EXERCISE BRIEF | Would you filter these records and copy every line that has the word "mask"?

Stored records |
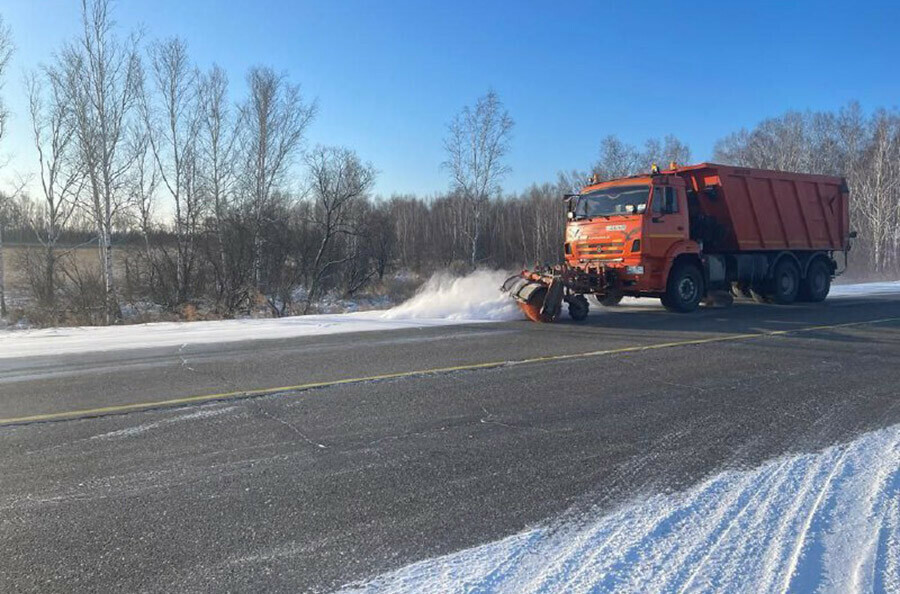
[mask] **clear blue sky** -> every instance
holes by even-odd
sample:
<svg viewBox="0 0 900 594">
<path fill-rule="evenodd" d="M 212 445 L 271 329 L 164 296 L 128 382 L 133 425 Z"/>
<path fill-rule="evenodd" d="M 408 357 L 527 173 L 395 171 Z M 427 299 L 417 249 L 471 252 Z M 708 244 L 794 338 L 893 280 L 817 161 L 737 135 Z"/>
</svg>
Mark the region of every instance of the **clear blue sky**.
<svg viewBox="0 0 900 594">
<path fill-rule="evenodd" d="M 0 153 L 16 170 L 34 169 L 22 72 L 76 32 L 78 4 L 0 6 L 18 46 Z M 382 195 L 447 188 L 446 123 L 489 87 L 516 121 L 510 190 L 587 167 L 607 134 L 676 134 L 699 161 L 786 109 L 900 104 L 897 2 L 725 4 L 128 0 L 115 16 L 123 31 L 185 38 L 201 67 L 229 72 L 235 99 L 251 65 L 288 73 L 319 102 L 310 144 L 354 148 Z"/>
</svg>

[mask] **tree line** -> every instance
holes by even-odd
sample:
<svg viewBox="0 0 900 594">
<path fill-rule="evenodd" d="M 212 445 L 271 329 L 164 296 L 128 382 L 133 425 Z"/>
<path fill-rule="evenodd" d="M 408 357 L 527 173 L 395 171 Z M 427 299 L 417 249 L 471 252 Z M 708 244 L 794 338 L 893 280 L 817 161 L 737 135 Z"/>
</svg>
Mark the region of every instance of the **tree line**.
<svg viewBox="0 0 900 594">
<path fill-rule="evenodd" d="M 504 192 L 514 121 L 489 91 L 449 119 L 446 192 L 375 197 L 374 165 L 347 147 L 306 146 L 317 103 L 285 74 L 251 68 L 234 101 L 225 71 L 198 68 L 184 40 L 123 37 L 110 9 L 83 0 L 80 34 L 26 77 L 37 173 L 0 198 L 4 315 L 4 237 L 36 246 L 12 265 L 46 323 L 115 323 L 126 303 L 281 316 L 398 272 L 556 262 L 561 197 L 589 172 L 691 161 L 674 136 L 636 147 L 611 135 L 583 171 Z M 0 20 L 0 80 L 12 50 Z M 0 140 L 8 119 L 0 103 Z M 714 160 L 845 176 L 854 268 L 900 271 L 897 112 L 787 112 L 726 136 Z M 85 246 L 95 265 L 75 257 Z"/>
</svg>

RESPONSE FOR THIS EXERCISE |
[mask] **clear blue sky** -> every instance
[mask] **tree line** -> every instance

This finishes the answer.